Task goal: Repeat exactly each line of the data provided below.

Task material:
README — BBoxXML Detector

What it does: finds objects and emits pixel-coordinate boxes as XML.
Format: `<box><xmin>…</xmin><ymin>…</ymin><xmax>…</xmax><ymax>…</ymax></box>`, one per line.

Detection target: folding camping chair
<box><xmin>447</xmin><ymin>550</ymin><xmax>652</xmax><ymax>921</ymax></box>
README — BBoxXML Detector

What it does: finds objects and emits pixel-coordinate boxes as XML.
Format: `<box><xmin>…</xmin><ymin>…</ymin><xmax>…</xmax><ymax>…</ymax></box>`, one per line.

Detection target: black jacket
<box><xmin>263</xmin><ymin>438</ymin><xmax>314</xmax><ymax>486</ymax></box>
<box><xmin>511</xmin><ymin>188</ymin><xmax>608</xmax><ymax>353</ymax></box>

Answer below:
README — BBoxXML Detector

What it does: finds objects and emits pixel-coordinate boxes as XML.
Format: `<box><xmin>…</xmin><ymin>…</ymin><xmax>…</xmax><ymax>…</ymax></box>`, one per line.

Detection target: folding camping chair
<box><xmin>447</xmin><ymin>550</ymin><xmax>652</xmax><ymax>921</ymax></box>
README — BBoxXML Detector

What it does: finds objects and emits pixel-coordinate boxes as XML.
Format: `<box><xmin>…</xmin><ymin>…</ymin><xmax>…</xmax><ymax>…</ymax></box>`, one per line.

Detection target: black jacket
<box><xmin>263</xmin><ymin>438</ymin><xmax>314</xmax><ymax>486</ymax></box>
<box><xmin>511</xmin><ymin>188</ymin><xmax>608</xmax><ymax>353</ymax></box>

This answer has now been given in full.